GIVEN PROBLEM
Reproduce word for word the entries below, from the line that contains "Would you be able to point at the khaki" through the last line of the entries.

[Source data]

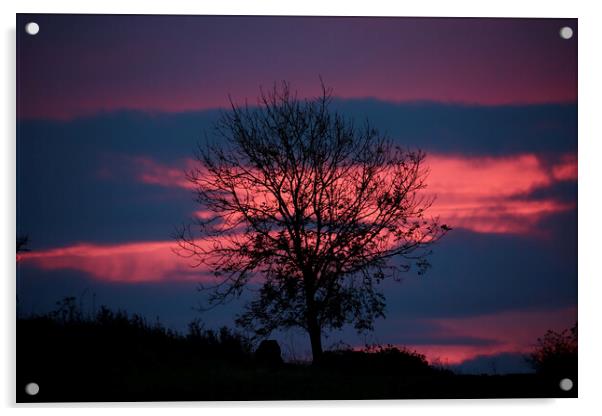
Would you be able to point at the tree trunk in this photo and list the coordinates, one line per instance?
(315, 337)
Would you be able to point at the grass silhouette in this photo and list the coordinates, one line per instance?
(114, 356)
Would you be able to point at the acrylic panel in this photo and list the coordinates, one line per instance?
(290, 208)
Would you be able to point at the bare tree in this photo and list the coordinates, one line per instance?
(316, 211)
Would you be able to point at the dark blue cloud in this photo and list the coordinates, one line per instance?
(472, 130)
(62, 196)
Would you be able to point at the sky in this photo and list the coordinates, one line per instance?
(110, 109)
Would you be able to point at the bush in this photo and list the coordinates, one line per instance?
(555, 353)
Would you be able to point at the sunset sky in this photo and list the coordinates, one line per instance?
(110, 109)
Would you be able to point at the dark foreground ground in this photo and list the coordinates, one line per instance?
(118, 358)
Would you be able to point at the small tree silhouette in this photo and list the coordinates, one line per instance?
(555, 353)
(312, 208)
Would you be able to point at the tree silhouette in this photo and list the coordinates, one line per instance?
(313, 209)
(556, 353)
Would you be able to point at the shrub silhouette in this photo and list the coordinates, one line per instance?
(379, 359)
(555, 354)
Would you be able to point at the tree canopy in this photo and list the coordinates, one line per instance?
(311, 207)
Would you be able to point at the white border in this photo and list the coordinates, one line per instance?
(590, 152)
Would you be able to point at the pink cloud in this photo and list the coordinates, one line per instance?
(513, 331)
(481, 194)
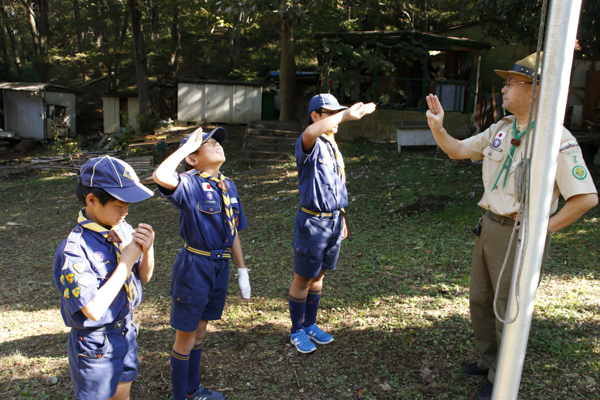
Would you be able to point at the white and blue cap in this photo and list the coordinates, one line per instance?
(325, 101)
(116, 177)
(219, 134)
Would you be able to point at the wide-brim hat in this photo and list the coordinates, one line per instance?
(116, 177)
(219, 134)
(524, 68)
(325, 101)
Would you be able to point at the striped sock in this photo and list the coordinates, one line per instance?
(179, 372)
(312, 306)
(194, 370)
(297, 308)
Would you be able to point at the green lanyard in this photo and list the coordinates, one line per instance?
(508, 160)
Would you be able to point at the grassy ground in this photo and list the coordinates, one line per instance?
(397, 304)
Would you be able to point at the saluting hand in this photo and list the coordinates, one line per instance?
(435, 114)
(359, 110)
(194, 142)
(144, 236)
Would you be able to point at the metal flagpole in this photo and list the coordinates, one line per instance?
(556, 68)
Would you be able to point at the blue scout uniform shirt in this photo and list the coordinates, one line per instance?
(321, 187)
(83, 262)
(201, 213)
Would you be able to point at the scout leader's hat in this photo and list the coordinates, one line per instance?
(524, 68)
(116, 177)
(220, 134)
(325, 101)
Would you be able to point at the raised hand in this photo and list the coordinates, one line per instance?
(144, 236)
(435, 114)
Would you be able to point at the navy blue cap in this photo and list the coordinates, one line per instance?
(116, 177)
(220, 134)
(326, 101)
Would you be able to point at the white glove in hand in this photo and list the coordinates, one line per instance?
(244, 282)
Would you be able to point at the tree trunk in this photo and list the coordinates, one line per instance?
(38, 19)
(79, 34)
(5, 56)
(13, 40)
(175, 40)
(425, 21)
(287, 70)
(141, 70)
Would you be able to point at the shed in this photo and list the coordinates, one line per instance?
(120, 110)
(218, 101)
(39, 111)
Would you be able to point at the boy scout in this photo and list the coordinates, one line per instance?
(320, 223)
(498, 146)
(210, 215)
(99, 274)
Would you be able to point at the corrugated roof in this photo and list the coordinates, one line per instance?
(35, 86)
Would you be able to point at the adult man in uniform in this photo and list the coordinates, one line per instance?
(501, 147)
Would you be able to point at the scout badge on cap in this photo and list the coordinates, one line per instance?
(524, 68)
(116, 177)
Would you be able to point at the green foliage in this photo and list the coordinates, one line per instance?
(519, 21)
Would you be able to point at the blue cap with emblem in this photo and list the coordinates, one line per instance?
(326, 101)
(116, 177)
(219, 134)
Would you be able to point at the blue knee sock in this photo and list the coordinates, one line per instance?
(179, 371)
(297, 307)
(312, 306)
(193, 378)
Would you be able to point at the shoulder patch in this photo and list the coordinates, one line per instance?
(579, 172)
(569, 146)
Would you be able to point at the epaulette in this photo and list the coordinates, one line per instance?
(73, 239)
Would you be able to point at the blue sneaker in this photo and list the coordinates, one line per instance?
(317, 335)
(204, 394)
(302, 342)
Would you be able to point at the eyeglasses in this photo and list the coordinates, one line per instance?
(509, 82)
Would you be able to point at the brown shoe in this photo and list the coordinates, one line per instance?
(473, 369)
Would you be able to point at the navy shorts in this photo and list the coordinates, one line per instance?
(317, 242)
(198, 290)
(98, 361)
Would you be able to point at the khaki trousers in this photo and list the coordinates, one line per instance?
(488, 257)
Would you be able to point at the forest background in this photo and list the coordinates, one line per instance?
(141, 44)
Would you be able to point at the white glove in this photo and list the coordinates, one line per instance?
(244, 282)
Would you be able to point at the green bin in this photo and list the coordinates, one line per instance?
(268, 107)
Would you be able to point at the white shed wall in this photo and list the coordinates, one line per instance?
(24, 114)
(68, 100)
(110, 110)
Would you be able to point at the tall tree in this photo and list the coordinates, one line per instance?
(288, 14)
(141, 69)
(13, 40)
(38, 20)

EXERCISE RESPONSE
Would you be able to point at the khaki trousers in this photo and list the coordinates, one line per instance?
(488, 257)
Would you be able to point at the forest background in this photo and list the coordinates, one line per instance?
(141, 44)
Would you be able to point at the white glove in this photo and list the coordinates, one line per instance?
(244, 282)
Would you be able to point at the green bin in this photo and list the coordinates, one line per instance?
(268, 107)
Would you be able to point at the white shed wall in this photo and list the coordinates, one line per instance?
(24, 114)
(68, 100)
(110, 110)
Would you be able to point at the tall tree in this photo and list the coordinates, one line per instance?
(288, 14)
(141, 69)
(13, 40)
(38, 20)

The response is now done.